• TASK DETAILS: Count the lines in the data below that contain the word "concrete", treating uppercase and lowercase as different, and reply with that count alone.

• DATA PROVIDED:
* BEGIN *
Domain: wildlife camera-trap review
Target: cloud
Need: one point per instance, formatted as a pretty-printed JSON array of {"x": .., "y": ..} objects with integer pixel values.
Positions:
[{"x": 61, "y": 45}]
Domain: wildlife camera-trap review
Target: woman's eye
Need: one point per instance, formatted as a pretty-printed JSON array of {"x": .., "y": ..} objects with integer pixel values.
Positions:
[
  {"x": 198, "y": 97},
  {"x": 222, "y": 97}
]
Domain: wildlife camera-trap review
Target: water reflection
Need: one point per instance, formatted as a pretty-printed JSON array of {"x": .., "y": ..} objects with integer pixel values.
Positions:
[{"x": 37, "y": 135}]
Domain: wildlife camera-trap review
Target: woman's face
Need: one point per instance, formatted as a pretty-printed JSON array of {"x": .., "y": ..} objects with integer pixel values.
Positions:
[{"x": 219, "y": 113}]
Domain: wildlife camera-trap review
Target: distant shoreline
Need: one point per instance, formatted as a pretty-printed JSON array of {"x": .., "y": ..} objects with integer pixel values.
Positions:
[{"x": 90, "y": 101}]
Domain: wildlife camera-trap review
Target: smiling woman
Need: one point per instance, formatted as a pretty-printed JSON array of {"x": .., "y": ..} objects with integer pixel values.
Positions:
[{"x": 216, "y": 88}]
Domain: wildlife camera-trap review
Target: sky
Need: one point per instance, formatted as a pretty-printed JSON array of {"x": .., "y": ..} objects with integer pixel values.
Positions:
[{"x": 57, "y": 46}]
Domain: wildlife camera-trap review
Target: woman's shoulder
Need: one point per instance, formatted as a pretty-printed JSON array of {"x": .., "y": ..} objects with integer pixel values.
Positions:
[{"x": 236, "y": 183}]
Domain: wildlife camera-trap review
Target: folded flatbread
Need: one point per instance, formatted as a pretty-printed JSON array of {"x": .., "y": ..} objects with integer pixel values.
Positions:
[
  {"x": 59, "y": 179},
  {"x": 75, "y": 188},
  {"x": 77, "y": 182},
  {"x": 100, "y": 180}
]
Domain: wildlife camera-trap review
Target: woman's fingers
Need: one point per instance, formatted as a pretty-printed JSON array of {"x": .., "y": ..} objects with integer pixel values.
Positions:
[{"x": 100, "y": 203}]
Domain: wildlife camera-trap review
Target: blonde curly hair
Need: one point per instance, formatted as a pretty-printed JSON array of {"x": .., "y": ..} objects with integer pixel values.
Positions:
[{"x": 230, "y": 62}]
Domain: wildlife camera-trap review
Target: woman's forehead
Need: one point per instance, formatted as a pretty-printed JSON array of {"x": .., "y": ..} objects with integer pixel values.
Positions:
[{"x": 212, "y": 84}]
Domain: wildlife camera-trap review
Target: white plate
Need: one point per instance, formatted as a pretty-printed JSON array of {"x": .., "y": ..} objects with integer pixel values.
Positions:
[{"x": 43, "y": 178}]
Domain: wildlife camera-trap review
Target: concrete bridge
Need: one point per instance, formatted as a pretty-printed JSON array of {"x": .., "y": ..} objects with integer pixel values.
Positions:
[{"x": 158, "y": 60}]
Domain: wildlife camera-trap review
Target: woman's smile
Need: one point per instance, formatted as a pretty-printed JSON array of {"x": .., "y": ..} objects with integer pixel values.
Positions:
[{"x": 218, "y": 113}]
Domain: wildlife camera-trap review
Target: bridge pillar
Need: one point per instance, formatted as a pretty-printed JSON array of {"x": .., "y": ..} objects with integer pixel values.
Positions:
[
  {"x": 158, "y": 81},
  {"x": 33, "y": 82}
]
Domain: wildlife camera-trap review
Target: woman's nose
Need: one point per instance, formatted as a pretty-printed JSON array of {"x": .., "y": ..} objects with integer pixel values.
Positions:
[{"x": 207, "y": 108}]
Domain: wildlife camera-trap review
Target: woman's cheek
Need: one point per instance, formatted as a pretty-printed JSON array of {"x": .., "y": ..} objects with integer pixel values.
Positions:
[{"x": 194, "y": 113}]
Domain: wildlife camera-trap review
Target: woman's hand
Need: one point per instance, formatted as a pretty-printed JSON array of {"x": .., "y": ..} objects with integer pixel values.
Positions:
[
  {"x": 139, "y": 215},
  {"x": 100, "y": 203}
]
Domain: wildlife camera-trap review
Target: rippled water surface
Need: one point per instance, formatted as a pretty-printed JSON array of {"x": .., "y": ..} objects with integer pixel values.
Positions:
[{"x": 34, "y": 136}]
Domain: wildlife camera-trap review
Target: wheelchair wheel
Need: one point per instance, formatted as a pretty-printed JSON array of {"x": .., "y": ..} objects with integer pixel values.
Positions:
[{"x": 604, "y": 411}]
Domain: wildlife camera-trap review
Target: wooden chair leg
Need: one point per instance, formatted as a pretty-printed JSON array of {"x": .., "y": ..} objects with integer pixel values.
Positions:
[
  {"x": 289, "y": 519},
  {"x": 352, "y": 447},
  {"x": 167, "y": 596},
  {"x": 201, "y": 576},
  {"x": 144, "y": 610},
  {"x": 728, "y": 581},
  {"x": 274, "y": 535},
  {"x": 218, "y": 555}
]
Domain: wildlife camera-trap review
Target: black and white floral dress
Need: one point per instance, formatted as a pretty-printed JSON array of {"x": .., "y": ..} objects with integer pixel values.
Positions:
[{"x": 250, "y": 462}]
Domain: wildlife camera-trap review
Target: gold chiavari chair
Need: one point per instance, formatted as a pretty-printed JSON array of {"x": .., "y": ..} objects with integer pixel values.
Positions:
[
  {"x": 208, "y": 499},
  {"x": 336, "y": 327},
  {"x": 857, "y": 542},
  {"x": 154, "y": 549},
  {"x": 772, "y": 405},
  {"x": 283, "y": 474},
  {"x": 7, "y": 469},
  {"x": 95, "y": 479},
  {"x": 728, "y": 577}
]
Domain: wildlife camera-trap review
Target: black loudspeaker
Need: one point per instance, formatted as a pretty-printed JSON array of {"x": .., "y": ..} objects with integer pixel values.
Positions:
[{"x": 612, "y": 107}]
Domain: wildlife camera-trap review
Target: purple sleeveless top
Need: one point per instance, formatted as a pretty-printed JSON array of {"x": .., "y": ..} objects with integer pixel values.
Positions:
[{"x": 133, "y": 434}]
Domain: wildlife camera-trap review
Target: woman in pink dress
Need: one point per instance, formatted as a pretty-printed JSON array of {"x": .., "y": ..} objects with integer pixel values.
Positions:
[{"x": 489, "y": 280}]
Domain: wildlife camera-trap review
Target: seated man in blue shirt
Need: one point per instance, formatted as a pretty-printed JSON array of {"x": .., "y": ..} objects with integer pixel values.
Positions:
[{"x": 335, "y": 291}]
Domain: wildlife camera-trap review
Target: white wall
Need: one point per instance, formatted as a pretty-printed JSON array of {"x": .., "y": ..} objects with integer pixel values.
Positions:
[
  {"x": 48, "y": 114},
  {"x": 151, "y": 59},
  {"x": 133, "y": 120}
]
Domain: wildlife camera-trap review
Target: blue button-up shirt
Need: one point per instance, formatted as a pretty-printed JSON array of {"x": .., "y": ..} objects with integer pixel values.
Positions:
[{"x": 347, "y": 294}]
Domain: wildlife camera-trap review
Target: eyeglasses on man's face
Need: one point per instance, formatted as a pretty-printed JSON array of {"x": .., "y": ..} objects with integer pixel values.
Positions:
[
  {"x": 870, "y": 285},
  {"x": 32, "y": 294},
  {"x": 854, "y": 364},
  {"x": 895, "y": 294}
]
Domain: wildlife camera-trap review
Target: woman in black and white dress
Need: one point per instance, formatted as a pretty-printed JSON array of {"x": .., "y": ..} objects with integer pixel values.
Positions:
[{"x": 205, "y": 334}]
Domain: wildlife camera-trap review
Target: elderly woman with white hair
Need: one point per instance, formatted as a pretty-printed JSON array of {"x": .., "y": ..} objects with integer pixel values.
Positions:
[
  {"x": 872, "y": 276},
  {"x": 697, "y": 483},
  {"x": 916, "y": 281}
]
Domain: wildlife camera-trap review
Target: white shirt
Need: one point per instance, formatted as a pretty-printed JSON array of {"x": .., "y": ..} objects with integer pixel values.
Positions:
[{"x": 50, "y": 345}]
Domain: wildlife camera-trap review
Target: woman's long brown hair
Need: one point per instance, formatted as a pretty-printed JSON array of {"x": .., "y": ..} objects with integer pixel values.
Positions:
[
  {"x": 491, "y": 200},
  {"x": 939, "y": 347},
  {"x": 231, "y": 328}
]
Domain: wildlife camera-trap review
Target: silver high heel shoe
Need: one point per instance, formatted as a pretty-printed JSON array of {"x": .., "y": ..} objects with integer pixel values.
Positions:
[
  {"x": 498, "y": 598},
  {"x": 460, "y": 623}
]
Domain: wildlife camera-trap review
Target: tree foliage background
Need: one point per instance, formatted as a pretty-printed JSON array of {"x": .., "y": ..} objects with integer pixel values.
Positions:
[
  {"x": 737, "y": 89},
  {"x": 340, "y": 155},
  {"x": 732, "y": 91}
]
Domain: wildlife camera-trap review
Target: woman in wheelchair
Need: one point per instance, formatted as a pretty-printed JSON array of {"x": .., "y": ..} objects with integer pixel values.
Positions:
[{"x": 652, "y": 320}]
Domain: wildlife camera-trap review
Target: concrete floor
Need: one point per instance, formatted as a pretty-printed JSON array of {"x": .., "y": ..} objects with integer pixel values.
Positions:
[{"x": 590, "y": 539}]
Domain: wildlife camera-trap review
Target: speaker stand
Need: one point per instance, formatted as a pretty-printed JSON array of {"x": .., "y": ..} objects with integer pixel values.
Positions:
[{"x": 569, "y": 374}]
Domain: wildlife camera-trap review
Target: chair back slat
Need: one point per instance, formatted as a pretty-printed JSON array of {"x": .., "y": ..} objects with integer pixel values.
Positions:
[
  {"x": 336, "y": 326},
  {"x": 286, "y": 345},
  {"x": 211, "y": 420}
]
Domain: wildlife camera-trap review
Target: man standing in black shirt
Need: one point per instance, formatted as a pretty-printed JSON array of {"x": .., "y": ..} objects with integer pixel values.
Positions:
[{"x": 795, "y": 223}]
* END *
• PROBLEM SOLUTION: 2